SEZIONE DI TESTO —
■ ■ ■
Il dibattito è acceso: dopo l’esperienza dello smart-working dovuto alla pandemia è meglio tornare a lavorare in ufficio? Ne parlano tutti, lavoratori esausti ad avere lavorato da casa insieme ai figli capricciosi, single isolati e a corto di idee e di socialità da ‘macchinetta del caffè’, manager in crisi per carenza di ‘fiato sul collo’ verso il proprio team e amministratori che vorrebbero risparmiare sui costi delle vecchie sedi riducendone gli spazi. Torneremo a lavorare come prima del Covid o la pandemia ci ha mostrato una magnifica opportunità di lavoro da non perdere? Un sondaggio inglese fatto su oltre 500 imprese ci dice che metà di queste pianifica il proseguimento del lavoro da casa per cinque giorni alla settimana (fonte Bloomberg/Camera di Commercio e Industria londinese) ma che i lavoratori sono restii a rientrare in sede per il timore di contagiarsi col Covid durante il pendolarismo e non perché non vogliano tornare in ufficio, mentre molti economisti concordano sul fatto che è probabile che il lavoro a distanza continui anche al termine della pandemia e che, in questo modo, le company possano rivedere le sedi riducendone gli spazi, cambiando perfino quartiere e abbattendo anche i costi degli affitti.
■ ■ ■
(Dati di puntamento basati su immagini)
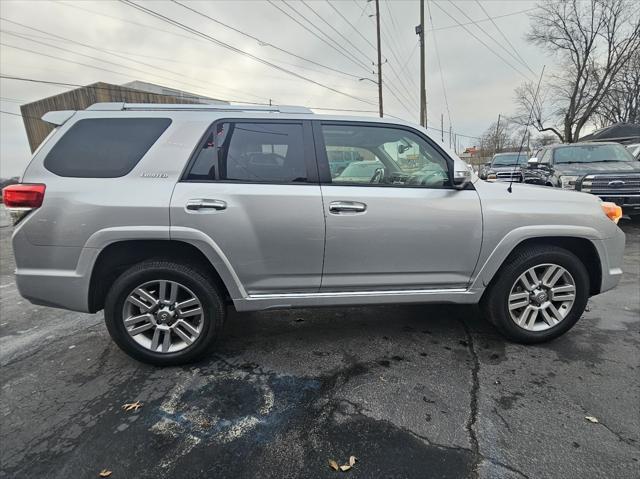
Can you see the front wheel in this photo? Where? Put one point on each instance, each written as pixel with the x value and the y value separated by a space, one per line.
pixel 164 313
pixel 539 294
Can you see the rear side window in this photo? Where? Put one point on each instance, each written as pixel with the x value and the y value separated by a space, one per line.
pixel 104 147
pixel 252 153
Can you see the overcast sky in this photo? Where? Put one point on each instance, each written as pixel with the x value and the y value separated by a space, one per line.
pixel 133 45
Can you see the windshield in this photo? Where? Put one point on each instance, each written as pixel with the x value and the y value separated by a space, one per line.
pixel 509 160
pixel 591 154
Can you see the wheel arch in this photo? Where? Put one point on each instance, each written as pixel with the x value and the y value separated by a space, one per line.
pixel 582 247
pixel 116 257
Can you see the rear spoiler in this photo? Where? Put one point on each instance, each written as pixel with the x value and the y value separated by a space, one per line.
■ ■ ■
COMPITO 1 —
Per ciascuna affermazione, (a), (b) e (c), indica se concorda con il testo sullo smart working e cita le parole del testo che lo stabiliscono.
(a) Il sondaggio inglese ha coinvolto oltre 500 imprese.
(b) Secondo il testo, i lavoratori non vogliono tornare in ufficio.
(c) Molti economisti ritengono probabile che il lavoro a distanza termini con la fine della pandemia.
COMPITO 2 — Prosegui il testo sullo smart working a partire dal punto in cui si interrompe.
I record sono materiale a sé, distinto dal testo.

RISPOSTA 1 —
(a) Sì: "Un sondaggio inglese fatto su oltre 500 imprese".
(b) No: "per il timore di contagiarsi col Covid durante il pendolarismo e non perché non vogliano tornare in ufficio".
(c) No: "è probabile che il lavoro a distanza continui anche al termine della pandemia".

RISPOSTA 2 —
Infine che questa nuova modalità potrà anche contribuire notevolmente a ridurre il traffico e lo smog cittadino. Si fa strada così il nuovo trend a favore del lavoro ‘ibrido’. Fatto salvi i diritti dei lavoratori, la rivista Harvard Business Review dedica un focus alla nuova opportunità per le imprese capaci di cambiare venendo incontro alle richieste dei dipendenti sull’orario di lavoro in presenza e flessibile, laddove non ci sia il contatto col pubblico, e rimodulare la tipologia di uffici (più piccoli, certamente). Tali scelte potranno perfino attirare nuovi manager di punta, si legge, perfino i migliori su piazza perchè non è la misura della scrivania a fare la differenza. Senza parlare del minore impatto che le imprese avranno sull’ambiente, riducendo la massa di lavoratori che si recano tutti giorni in macchina in ufficio arrivando dalle periferie.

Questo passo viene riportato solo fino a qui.